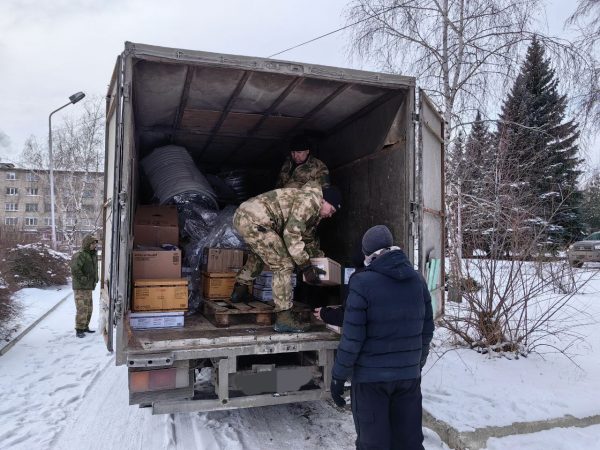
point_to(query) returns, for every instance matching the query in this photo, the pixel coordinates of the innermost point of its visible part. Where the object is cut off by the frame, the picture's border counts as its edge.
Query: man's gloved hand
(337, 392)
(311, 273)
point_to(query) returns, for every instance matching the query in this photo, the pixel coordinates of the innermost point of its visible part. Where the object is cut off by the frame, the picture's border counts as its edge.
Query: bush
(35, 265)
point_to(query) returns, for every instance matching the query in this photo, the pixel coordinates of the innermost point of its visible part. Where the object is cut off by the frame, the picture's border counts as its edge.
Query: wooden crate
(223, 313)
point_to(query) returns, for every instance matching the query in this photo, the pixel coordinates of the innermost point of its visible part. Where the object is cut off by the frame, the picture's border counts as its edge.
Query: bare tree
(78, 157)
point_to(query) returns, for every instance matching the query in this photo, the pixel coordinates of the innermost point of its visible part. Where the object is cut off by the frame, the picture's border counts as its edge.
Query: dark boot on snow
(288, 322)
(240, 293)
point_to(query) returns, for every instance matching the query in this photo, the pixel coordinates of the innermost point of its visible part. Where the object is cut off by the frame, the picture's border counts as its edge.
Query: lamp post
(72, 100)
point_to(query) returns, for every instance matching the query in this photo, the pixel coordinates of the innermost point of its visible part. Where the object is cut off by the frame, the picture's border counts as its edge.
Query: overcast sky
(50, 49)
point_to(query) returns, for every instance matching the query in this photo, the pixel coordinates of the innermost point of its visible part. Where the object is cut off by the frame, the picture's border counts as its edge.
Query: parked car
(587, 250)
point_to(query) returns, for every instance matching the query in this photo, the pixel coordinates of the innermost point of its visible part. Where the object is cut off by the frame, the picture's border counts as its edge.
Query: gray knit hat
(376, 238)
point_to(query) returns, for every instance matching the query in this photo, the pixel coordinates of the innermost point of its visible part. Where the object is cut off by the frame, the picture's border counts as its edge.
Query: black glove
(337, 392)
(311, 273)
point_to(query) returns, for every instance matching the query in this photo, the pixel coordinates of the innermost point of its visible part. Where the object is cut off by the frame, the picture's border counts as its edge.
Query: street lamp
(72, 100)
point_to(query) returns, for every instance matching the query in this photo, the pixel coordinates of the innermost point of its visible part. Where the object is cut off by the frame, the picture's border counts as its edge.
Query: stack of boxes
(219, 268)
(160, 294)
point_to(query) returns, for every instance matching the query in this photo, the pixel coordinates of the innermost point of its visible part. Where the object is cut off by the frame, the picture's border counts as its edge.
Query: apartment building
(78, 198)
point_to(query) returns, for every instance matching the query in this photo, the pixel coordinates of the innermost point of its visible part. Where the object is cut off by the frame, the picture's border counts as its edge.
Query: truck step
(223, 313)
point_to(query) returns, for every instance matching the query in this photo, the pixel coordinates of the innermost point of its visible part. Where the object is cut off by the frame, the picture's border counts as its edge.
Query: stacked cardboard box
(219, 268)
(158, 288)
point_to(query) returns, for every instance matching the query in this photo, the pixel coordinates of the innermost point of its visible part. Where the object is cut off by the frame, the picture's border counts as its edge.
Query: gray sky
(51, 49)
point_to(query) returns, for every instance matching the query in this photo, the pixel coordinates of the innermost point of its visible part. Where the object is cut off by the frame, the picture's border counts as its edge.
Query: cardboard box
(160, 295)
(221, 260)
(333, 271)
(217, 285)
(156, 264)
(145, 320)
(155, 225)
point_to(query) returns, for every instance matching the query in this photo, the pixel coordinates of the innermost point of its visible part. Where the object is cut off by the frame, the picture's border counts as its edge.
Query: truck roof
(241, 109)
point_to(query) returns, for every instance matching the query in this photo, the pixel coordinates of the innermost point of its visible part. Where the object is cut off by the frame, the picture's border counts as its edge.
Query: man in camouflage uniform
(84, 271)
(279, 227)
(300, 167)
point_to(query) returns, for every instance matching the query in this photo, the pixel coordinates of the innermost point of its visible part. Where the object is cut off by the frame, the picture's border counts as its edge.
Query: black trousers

---------------

Quote the records in their entirety, keeping the wording exact and excluding pictures.

point_to(query) returns, for every instance matching the query in this photo, the pixel coordinates of the innermost point of its visible part. Where the object is cut off by the frame, the picture's border counts as its edge.
Query: man's gloved hand
(337, 392)
(311, 273)
point_to(query) returns, for every instance matching the query in this photo, the pixel coordinates of the innermost point of its visible part. Where the object is cut off by the frame, the picture's border counts as its edge.
Query: bush
(35, 265)
point_to(query) returns, for every instance matching the query in this photo, the pixel coordinates of the innermost point of its visible part. Where the object is cut off by the frame, the picture's border counts as its edge.
Query: wooden crate
(223, 313)
point_to(query) returns, for every instance matching the query in this photo, the pixel coordinates of the innermost point of its visible part. Where the object is cut off by the frame, the picture's border counts as its edge.
Query: bare tree
(78, 157)
point_to(query) returns, for every instance matching the query in this photo, the pixel coordinates of the innermost point of its visible part. Where the object is cut off by the frame, the picture's border counts as its edge.
Query: dark boot on snow
(288, 322)
(240, 293)
point_to(query) returns, for every instance matching the query in this photo, the pixel coordinates of the innermost point of its visible part. Where the object is cut off by the frame, the picture's border counts as its edge.
Query: lamp post
(72, 100)
point_to(query) returns, for every instance matching the query in this photo, the pixel coordinates of the innermost point of its visible part. Where the object is cut off by the frame, the picture's border counts as its edge.
Query: overcast sky
(50, 49)
point_to(query) returns, for every instance matching the query in this photo, the pixel coordinates of the innermost point of its visible part. Where the object is cut off by the frame, the picture's border counts as its edge.
Query: parked car
(587, 250)
point_to(query) returns, for every instance matching the query in this photo, the pixel coordinates of the innermost point of its visible part. Where the object is cut off by the frame, the picture's border counts as its edge.
Query: gray knit hat
(376, 238)
point_to(query) returns, for every instance matching the query in this photo, the pixel coordinates of the innermost point of its visible part. Where the object is cut off by the frame, the picture's border counts as its edge.
Query: black glove
(337, 392)
(311, 273)
point_to(query) returns, for every instance matching the query in this photo, the pixel coordinates of the innermost point of its visible part. Where the object is cut off by the frame, the picture's border counts as its edge.
Query: street lamp
(72, 100)
point_to(query) returns, for every instance matching the query in this photo, the pixel coordinates of the innermost point of its visible part. Where the object is cut off by the frame, the picture's border counts as its edge.
Query: stack of boxes
(219, 268)
(160, 294)
point_to(query) returns, for every instance matching the query in this photo, the pixel coordinates of the innermost point of its visible part. Where the object is cut off by the frame, the picture's border counts as its edge.
Query: apartment building
(78, 198)
point_to(query) returns, for every instance matching the query in this photo, the pixel coordinates of the innermost point of its visible part. Where the object is cut off by the frame, the picture's border counts as its edge.
Query: truck step
(223, 313)
point_to(query) returns, for every instance matching the query in this photo, the pixel coordinates of the innermost point of its visible part. Where the object is cut off by the frame, the picture's border counts as its edge.
Query: stacked cardboard box
(219, 268)
(158, 288)
point_to(query) returns, for every instance matching the query in this photo, the pixel coordinates of the innermost point of its visible part. Where the object is cut off by the frame, the picture's border counts as its edge.
Query: gray sky
(51, 49)
point_to(query) returns, for every instance matching the query in this photo, the pixel coordinates of the innermost point of its visible part. Where the object is cut off by the frame, the picture's border counts as its edge.
Query: cardboard box
(160, 295)
(221, 260)
(333, 271)
(217, 285)
(156, 264)
(145, 320)
(155, 225)
point_to(query) returns, for every instance matching the query in this photo, the pixel coordinates of the innermost point of its visible part. Where the object is cut off by the frame, the picture's border counts as its edge.
Query: truck roof
(241, 109)
point_to(query) returns, for every instance matching the query in this photo, the pixel coordinates of the innermost point of its visible part. Where the object is cut off by the frame, the picture's border counts as its edge.
Query: man in camouflage uniform
(84, 271)
(279, 227)
(300, 167)
point_to(query) returns, for every instance matching the query in this photo, the pixel coordinates of the innermost point of its visible part. Where the object is cut off by the frame, the picture's border counts as its edge.
Query: black trousers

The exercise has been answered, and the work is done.